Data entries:

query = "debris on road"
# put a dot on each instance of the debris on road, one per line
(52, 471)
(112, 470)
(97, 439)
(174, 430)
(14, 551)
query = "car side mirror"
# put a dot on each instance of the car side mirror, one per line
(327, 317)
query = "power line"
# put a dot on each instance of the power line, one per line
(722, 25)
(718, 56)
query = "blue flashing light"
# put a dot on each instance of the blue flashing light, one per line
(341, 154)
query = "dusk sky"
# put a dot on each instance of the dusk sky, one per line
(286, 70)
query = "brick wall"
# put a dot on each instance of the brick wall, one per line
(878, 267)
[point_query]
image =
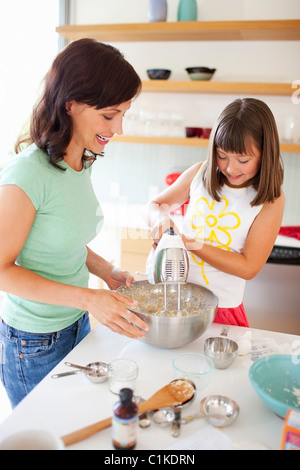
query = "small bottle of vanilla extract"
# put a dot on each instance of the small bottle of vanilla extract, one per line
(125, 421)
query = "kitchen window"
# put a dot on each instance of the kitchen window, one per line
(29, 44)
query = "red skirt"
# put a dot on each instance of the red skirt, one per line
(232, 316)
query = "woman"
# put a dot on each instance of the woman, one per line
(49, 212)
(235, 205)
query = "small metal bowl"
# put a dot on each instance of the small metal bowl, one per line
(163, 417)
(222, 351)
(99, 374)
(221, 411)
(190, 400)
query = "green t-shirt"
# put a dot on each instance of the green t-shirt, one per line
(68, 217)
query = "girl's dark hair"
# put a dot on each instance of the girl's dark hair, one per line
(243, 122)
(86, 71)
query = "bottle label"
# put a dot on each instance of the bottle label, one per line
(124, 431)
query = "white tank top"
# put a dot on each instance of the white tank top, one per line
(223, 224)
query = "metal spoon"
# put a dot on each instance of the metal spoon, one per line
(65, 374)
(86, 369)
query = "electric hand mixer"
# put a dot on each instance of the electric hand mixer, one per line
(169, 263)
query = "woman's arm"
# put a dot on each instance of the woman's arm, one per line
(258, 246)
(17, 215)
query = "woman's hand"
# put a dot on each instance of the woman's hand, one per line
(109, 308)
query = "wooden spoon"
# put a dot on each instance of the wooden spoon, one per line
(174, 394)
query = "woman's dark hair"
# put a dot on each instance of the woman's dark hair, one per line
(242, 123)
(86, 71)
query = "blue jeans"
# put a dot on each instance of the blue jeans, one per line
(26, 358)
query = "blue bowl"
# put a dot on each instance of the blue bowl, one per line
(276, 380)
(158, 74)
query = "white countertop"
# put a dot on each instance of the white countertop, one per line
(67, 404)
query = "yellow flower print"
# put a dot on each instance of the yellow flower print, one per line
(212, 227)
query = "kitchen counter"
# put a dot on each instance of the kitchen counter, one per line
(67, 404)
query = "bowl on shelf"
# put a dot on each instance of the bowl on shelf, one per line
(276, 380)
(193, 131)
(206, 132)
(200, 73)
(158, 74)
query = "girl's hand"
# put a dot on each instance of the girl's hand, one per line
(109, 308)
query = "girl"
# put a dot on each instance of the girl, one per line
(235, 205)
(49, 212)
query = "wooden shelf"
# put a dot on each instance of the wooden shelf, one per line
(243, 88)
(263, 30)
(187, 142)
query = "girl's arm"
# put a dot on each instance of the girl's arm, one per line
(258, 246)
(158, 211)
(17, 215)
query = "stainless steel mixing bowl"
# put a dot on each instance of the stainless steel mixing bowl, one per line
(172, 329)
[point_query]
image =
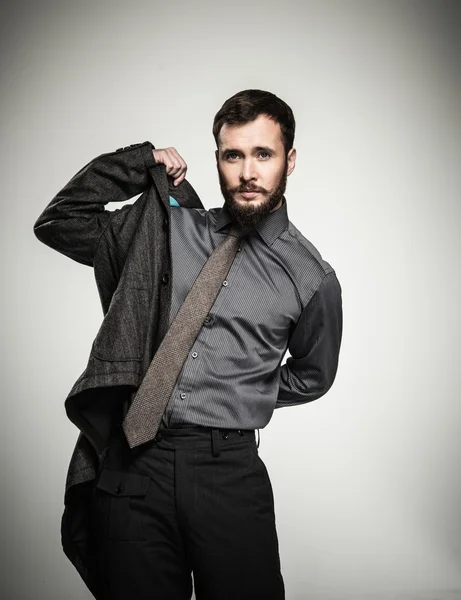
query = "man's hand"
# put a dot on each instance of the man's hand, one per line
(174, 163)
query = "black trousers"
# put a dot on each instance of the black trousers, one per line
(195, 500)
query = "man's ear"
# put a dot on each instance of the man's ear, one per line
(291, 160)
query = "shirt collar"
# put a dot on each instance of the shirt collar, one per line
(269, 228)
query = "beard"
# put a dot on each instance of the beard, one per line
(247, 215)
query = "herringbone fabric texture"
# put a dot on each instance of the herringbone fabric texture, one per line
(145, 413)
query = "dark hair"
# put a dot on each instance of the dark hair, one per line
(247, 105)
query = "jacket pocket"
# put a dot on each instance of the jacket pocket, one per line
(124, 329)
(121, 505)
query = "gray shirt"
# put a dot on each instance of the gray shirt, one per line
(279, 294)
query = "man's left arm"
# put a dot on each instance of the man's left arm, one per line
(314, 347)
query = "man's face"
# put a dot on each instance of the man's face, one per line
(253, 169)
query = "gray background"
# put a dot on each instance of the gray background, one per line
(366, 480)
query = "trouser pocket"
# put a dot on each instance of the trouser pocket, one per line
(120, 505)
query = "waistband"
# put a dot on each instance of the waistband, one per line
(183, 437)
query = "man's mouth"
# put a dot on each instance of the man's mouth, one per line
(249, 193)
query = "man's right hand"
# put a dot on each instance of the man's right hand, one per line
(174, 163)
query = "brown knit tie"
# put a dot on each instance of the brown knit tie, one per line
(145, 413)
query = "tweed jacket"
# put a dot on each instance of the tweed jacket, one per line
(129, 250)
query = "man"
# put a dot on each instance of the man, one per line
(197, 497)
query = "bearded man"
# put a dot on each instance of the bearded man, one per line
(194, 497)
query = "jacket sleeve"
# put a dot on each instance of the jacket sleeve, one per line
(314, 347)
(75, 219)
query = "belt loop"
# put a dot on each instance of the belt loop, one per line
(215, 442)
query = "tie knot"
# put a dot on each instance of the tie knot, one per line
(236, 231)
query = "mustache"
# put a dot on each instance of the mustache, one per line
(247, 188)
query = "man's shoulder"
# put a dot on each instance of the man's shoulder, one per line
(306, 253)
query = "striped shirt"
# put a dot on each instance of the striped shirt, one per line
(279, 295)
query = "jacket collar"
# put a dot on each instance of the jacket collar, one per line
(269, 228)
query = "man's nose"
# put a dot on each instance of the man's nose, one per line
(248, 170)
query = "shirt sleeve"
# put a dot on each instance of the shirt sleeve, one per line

• _Action item_: Restate the entries word for word, though any image they contain should not appear.

• _Exercise answer_:
query = "debris on road"
# put a dot on each instance of the debris on road, one per line
(52, 471)
(112, 470)
(97, 439)
(174, 430)
(14, 551)
query = "car side mirror"
# put a dot on each instance of the car side mirror, one per line
(327, 317)
query = "power line"
# put a dot on each instance of the power line, one per line
(722, 25)
(718, 56)
query = "blue flashing light"
# put a dot on each instance of the blue flashing light, one per line
(341, 154)
query = "dusk sky"
# put a dot on each instance of the dusk sky, one per line
(286, 70)
query = "brick wall"
# put a dot on each instance of the brick wall, one per line
(878, 267)
[point_query]
image =
query = "small bottle of vanilla extract"
# put a dot on each instance of the small bottle of vanilla extract, one per line
(125, 421)
query = "kitchen window"
# put a dot on each instance of the kitchen window, one per line
(29, 44)
query = "red skirt"
# put a dot on each instance of the red skirt, one per line
(232, 316)
query = "woman"
# put a dot on each instance of the woman, one per line
(49, 212)
(235, 205)
query = "small metal bowl"
# put a dot on each instance of the small metal bowl, one per line
(163, 417)
(222, 351)
(99, 374)
(221, 411)
(190, 400)
query = "green t-shirt"
# put a dot on each instance of the green t-shirt, one per line
(68, 217)
query = "girl's dark hair"
# put a dot on each instance of the girl's dark hair, one per line
(243, 122)
(86, 71)
query = "bottle label"
# put a dot on each instance of the bottle label, one per line
(124, 431)
query = "white tank top"
# put a dot on each instance of the white tank top, one per line
(223, 224)
query = "metal spoon"
# put a dot on each instance of the metal spoon, one per line
(65, 374)
(86, 369)
query = "electric hand mixer"
# put a dot on each instance of the electric hand mixer, one per line
(169, 263)
query = "woman's arm"
# put a dot on each instance of the woman's arm, one per line
(258, 246)
(17, 215)
query = "woman's hand"
# put a dot on each instance of the woman's hand, one per line
(109, 308)
query = "wooden spoon"
# put a dot on each instance of the wooden spoon, one per line
(174, 394)
query = "woman's dark hair"
# put a dot on each instance of the woman's dark hair, one per line
(242, 123)
(86, 71)
query = "blue jeans"
# put a dot on each instance of the blue jeans, one per line
(26, 358)
query = "blue bowl"
# put a dot on each instance of the blue bowl, one per line
(276, 380)
(158, 74)
query = "white countertop"
# put a dot on each instance of the white countertop, one per line
(67, 404)
query = "yellow flower print"
# put a dot on each instance of the yellow flower print, one per line
(212, 227)
query = "kitchen counter"
# put a dot on each instance of the kitchen counter, one per line
(67, 404)
query = "bowl on shelf"
# put a dot on each instance of the bowl on shelf, one per line
(276, 380)
(193, 131)
(206, 132)
(200, 73)
(158, 74)
query = "girl's hand"
# put a dot on each instance of the girl's hand, one per line
(109, 308)
query = "girl"
# put a dot on each instance of the girl, one per line
(235, 205)
(49, 212)
query = "wooden shelf"
# put a dot on each instance of the wooden shelf, one per line
(243, 88)
(263, 30)
(187, 142)
query = "girl's arm"
# put a dot on each instance of the girl's arm, one per line
(258, 246)
(158, 211)
(17, 215)
query = "stainless steel mixing bowl"
# put a dot on each instance of the stainless steel mixing bowl, one per line
(172, 329)
[point_query]
image =
query = "man's hand"
# put a dot on each instance of the man's hand, one per line
(174, 163)
query = "black trousers"
# put a dot on each instance of the black trousers, one per line
(195, 500)
query = "man's ear"
# put a dot on each instance of the man's ear, one per line
(291, 160)
query = "shirt collar"
# put a dot on each instance of the shirt collar, one per line
(269, 228)
query = "beard"
# put a dot on each instance of the beard, one per line
(247, 215)
query = "herringbone fabric texture"
# put a dot on each instance of the herringbone fabric texture, one per line
(145, 413)
query = "dark hair"
# put a dot on each instance of the dark hair, one per line
(247, 105)
query = "jacket pocket"
# put a dot on each instance of the jacket pocket, one per line
(124, 329)
(121, 505)
query = "gray shirt"
# put a dot on each instance of the gray shirt, one per line
(279, 294)
query = "man's left arm"
# put a dot on each instance of the man's left arm, one per line
(314, 347)
query = "man's face"
# put a dot on each instance of the man's face, one per line
(253, 169)
query = "gray background"
# put a dot on each instance of the gray background, one per line
(366, 480)
query = "trouser pocket"
# put a dot on each instance of the trouser pocket, one per line
(120, 505)
query = "waistband"
# put a dot on each instance of the waistband, one per line
(183, 437)
query = "man's mouth"
# put a dot on each instance of the man's mouth, one per line
(249, 193)
query = "man's right hand"
# put a dot on each instance of the man's right hand, one per line
(174, 163)
query = "brown knit tie"
# put a dot on each instance of the brown knit tie, one per line
(145, 413)
query = "tweed jacket"
# put a dot on each instance of the tweed jacket, one per line
(129, 250)
query = "man"
# put a dot on each instance of the man, one per line
(197, 497)
query = "bearded man"
# put a dot on each instance of the bearded man, one per line
(194, 497)
query = "jacket sleeve"
# put a dot on each instance of the jacket sleeve, one per line
(314, 347)
(75, 219)
query = "belt loop"
# put a dot on each instance of the belt loop, one per line
(215, 442)
query = "tie knot"
# put a dot on each instance of the tie knot, one per line
(236, 231)
query = "mustache"
# put a dot on each instance of the mustache, one per line
(247, 188)
query = "man's shoulder"
# put a dot on each instance of the man's shoulder, one per line
(306, 253)
query = "striped shirt"
# put a dot on each instance of the striped shirt, one per line
(279, 295)
query = "jacket collar"
# put a dot on each instance of the jacket collar, one per line
(269, 228)
query = "man's nose"
# put a dot on each instance of the man's nose, one per line
(248, 170)
query = "shirt sleeve"
# put a dot on each instance of the shirt sleeve, one per line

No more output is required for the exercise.